Head and Jaw Shape

The amazing variation of skull shapes in dogs!

The amazing variation of skull shapes in dogs!

Happy New Year all!  I hope everyone had a lovely holiday and is feeling energized for 2016!  Today I am marveling at the variety of patients we see here at Back on Track.  We have French Bulldogs, Great Danes, Papillons, Mastiffs, Corgis....dogs come in so many shapes!  While most wild dogs look relatively similar (medium sized body and hair length, long bushy tail, and cone shaped head), centuries of selective breeding and domestication of dogs have resulted in a wide variety of face and head shapes in our pets today.  Along with this variation comes a wide range of issues affecting the nose, eyes, brain, teeth, and airway, not to mention overall balance and coordination.

(Referring expression grounding data)
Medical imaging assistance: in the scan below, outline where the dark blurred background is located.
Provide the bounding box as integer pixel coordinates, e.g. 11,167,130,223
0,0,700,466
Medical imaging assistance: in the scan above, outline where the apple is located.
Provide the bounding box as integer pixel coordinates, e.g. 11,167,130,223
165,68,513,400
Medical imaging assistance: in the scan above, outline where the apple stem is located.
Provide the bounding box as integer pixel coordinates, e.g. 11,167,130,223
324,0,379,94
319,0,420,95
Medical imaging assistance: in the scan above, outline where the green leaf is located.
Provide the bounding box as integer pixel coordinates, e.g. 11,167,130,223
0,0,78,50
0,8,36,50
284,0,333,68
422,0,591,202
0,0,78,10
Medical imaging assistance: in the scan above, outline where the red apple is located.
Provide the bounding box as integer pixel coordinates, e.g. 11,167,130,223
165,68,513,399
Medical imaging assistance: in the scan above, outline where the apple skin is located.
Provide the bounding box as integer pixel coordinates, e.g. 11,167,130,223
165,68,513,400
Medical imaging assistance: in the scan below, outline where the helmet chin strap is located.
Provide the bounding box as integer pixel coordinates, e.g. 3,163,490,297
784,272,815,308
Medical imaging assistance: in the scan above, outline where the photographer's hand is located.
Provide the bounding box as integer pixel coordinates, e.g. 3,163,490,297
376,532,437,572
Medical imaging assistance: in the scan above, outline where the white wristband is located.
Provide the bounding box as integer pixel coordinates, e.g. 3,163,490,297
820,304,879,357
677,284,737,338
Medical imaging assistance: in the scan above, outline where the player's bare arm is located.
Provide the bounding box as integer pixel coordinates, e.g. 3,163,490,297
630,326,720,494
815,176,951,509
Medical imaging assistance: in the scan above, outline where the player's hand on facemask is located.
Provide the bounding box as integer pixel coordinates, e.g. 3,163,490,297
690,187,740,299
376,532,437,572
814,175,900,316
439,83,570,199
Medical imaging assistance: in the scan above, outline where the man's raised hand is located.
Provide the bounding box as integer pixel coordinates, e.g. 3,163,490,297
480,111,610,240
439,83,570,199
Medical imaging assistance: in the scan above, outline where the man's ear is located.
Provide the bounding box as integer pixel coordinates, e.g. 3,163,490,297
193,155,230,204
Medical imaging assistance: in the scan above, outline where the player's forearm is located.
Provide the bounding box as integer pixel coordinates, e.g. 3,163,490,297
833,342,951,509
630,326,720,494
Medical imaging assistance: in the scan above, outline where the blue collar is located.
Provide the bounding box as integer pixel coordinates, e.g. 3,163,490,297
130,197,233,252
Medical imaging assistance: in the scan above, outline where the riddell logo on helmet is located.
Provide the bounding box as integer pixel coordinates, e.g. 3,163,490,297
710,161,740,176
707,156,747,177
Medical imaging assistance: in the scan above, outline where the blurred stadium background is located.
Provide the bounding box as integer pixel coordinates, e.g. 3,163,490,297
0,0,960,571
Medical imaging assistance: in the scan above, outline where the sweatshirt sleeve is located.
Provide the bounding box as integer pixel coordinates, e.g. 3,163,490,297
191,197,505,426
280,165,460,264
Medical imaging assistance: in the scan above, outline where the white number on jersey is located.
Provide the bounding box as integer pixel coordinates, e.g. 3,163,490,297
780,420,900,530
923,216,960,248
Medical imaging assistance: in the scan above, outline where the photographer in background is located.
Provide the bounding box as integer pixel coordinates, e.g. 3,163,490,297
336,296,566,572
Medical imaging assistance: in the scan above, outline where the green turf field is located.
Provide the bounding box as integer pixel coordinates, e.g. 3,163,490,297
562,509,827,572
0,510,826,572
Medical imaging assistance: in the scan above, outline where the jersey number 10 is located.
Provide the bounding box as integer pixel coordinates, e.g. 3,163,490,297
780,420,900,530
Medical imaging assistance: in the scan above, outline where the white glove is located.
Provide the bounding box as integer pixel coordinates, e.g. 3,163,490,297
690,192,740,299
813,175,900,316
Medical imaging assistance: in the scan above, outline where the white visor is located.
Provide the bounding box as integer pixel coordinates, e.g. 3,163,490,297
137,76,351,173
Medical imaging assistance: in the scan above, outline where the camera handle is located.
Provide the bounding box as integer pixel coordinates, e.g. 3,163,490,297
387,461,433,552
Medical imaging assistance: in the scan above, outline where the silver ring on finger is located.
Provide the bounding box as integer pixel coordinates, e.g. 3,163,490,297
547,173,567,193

**TASK 1**
According to the dog skull shapes post, what has produced the wide variety of face and head shapes in pet dogs today?
**TASK 2**
Reproduce word for word the part of the dog skull shapes post that starts with "Head and Jaw" and ends with "balance and coordination.".

**RESPONSE AREA 1**
Centuries of selective breeding and domestication of dogs.

**RESPONSE AREA 2**
Head and Jaw Shape

The amazing variation of skull shapes in dogs!

The amazing variation of skull shapes in dogs!

Happy New Year all!  I hope everyone had a lovely holiday and is feeling energized for 2016!  Today I am marveling at the variety of patients we see here at Back on Track.  We have French Bulldogs, Great Danes, Papillons, Mastiffs, Corgis....dogs come in so many shapes!  While most wild dogs look relatively similar (medium sized body and hair length, long bushy tail, and cone shaped head), centuries of selective breeding and domestication of dogs have resulted in a wide variety of face and head shapes in our pets today.  Along with this variation comes a wide range of issues affecting the nose, eyes, brain, teeth, and airway, not to mention overall balance and coordination.